§ Given instruction
Write out exactly the lines from the one containing "line, e.g. [47,486]" through the last line of the records below, including both.
[Start of Items]
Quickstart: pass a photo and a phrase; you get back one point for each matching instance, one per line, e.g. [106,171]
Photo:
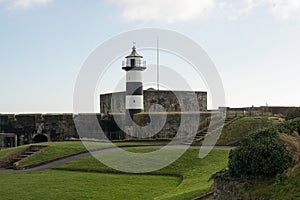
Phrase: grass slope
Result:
[237,130]
[286,189]
[54,184]
[196,172]
[57,150]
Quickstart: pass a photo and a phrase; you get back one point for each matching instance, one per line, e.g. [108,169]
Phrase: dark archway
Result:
[40,138]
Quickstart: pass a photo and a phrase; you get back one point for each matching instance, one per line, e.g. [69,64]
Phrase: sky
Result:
[254,44]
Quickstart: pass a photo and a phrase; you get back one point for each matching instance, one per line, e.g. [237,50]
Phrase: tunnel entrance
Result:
[40,138]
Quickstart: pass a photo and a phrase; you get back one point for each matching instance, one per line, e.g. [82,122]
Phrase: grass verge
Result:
[55,184]
[239,129]
[196,172]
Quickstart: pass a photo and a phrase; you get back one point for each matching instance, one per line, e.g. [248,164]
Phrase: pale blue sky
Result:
[254,44]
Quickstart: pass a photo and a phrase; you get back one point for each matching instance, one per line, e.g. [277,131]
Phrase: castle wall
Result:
[115,102]
[60,127]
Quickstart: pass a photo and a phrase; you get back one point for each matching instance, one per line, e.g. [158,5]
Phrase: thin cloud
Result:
[24,4]
[171,11]
[285,9]
[164,10]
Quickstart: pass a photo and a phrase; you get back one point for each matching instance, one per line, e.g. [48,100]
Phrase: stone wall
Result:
[115,102]
[59,127]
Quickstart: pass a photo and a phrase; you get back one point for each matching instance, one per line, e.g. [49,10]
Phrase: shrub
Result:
[290,126]
[261,154]
[293,113]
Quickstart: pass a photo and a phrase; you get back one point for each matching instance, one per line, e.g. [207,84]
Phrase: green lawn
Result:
[57,150]
[54,184]
[286,189]
[196,172]
[237,130]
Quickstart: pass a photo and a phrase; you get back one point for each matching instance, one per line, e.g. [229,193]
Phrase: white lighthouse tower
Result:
[134,103]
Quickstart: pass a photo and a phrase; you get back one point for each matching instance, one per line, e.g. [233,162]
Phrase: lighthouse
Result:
[134,102]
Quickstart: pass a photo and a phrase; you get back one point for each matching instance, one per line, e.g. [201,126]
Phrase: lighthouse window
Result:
[132,62]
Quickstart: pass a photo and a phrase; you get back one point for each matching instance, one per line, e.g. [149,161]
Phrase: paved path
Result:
[83,155]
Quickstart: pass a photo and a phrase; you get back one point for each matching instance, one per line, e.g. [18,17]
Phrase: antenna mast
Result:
[157,64]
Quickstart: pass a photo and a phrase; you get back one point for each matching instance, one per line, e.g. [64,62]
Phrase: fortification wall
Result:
[115,102]
[60,127]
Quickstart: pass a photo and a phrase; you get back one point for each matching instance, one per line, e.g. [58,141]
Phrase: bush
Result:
[293,113]
[261,154]
[290,126]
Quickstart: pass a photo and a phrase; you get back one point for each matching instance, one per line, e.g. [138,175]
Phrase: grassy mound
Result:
[285,186]
[54,184]
[239,129]
[56,150]
[196,172]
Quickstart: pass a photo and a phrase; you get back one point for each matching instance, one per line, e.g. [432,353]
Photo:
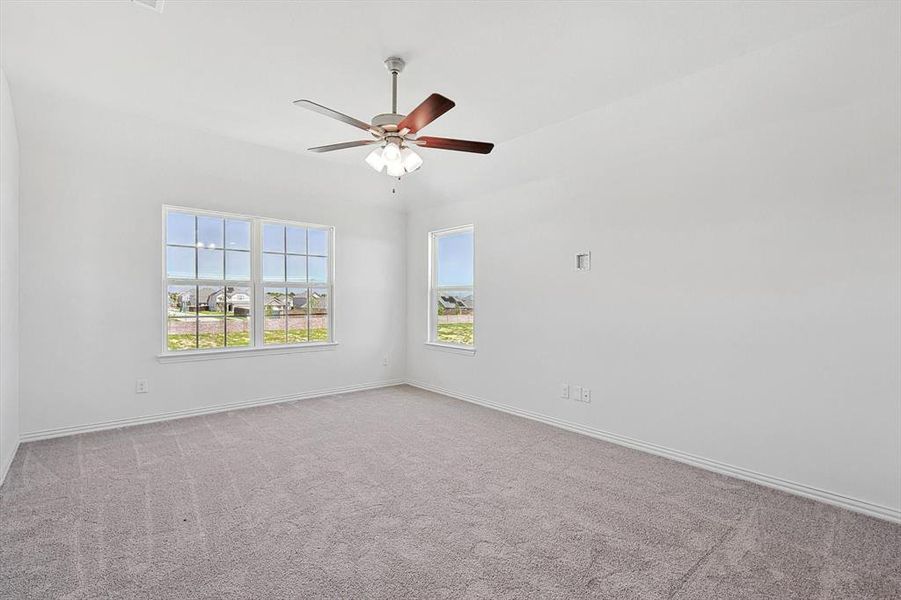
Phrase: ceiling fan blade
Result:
[324,110]
[459,145]
[431,108]
[344,145]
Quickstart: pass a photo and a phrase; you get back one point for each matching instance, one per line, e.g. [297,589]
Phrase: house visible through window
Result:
[452,292]
[241,282]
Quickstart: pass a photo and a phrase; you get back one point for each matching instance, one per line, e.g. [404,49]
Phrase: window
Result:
[236,282]
[451,289]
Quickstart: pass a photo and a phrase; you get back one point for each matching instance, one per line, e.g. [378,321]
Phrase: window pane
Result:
[211,332]
[209,232]
[210,300]
[180,229]
[273,238]
[296,240]
[319,315]
[181,324]
[318,242]
[274,316]
[318,269]
[182,301]
[455,259]
[237,235]
[297,316]
[209,264]
[180,262]
[455,316]
[273,267]
[237,322]
[237,265]
[297,268]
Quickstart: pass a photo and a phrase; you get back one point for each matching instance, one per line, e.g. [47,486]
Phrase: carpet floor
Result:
[400,493]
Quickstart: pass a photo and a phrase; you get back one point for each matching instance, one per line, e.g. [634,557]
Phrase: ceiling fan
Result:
[395,133]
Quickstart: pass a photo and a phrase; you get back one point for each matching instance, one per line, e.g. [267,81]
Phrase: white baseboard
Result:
[45,434]
[791,487]
[4,468]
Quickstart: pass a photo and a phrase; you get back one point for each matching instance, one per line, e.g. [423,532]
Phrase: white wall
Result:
[9,279]
[93,182]
[743,303]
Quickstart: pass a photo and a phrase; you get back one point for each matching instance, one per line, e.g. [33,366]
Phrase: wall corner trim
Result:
[4,468]
[799,489]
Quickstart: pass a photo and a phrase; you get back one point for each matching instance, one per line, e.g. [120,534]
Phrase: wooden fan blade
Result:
[324,110]
[344,145]
[459,145]
[431,108]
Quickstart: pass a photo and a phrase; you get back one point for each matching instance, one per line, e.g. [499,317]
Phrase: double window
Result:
[242,282]
[451,287]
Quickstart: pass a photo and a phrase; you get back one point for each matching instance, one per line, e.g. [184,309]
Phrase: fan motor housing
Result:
[387,121]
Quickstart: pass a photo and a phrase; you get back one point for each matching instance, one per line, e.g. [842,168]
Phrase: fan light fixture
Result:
[394,133]
[396,160]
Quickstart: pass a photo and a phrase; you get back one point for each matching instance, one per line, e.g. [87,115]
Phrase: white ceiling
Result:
[233,68]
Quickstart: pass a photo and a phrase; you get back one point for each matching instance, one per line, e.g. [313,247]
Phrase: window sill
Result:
[173,357]
[466,350]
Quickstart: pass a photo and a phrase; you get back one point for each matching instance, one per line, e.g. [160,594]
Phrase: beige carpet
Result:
[399,493]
[End of Items]
§ Result for this exercise
Quickstart: pass a photo and a phrase; you get back one point for each matching instance, one per line, e.g. [47,486]
Phrase: carpet floor
Result:
[400,493]
Quickstart: pass a photo and a phrase; you get back one point for each matching instance, one per line, e.g. [634,557]
Phrase: ceiling fan
Result:
[395,133]
Quickstart: pass a photo and a phrase; you get back one point for each matching instance, one per line, e.g. [267,81]
Phrase: white baseboard
Result:
[45,434]
[791,487]
[4,468]
Quickstart: pass a photo and a phrase; you get back one point for each matching instance, one per line, e.g. [423,532]
Phrase: white wall
Result:
[9,279]
[93,182]
[743,303]
Quickstart: pass a photo and a phrase; you get back one point for each matching instance, one per line, e.g. [33,366]
Phrase: wall corner trim
Result:
[4,468]
[799,489]
Quickstart: pass a photo and a phrase; you get back one point for each matching instance, one per line, e.g. [120,534]
Phrase: wooden fan blade
Result:
[324,110]
[344,145]
[459,145]
[431,108]
Quickstart: pass a photo and a phrase; you get back one point for each matching instance, one per line, e.g. [499,317]
Phrase: double window
Result:
[242,282]
[451,287]
Quickstart: pass a photo and a phrase; you get back one point for each matching instance, one per line, e.g. [184,309]
Phrase: fan motor housing
Result:
[387,121]
Quickstart: pass a photo and a phrase; you get back one point for each matching instance, one per line, e.g. [842,168]
Phrase: fan light fixture
Result:
[394,133]
[396,160]
Quickstart: pass a photo and a phrase; you get back one point for each matching instance, one per line, e.g. [87,115]
Phrase: white ceiling
Result:
[233,68]
Quickstart: pass a photo and a phrase; you get back one point for each matching instance, one per line, e.g. [313,247]
Phrase: window sill
Result:
[173,357]
[466,350]
Quickstart: pass a photo and a phrase; you get back one point for each matching instance, one per line, e.g. [160,594]
Phrase: beige carpet
Result:
[399,493]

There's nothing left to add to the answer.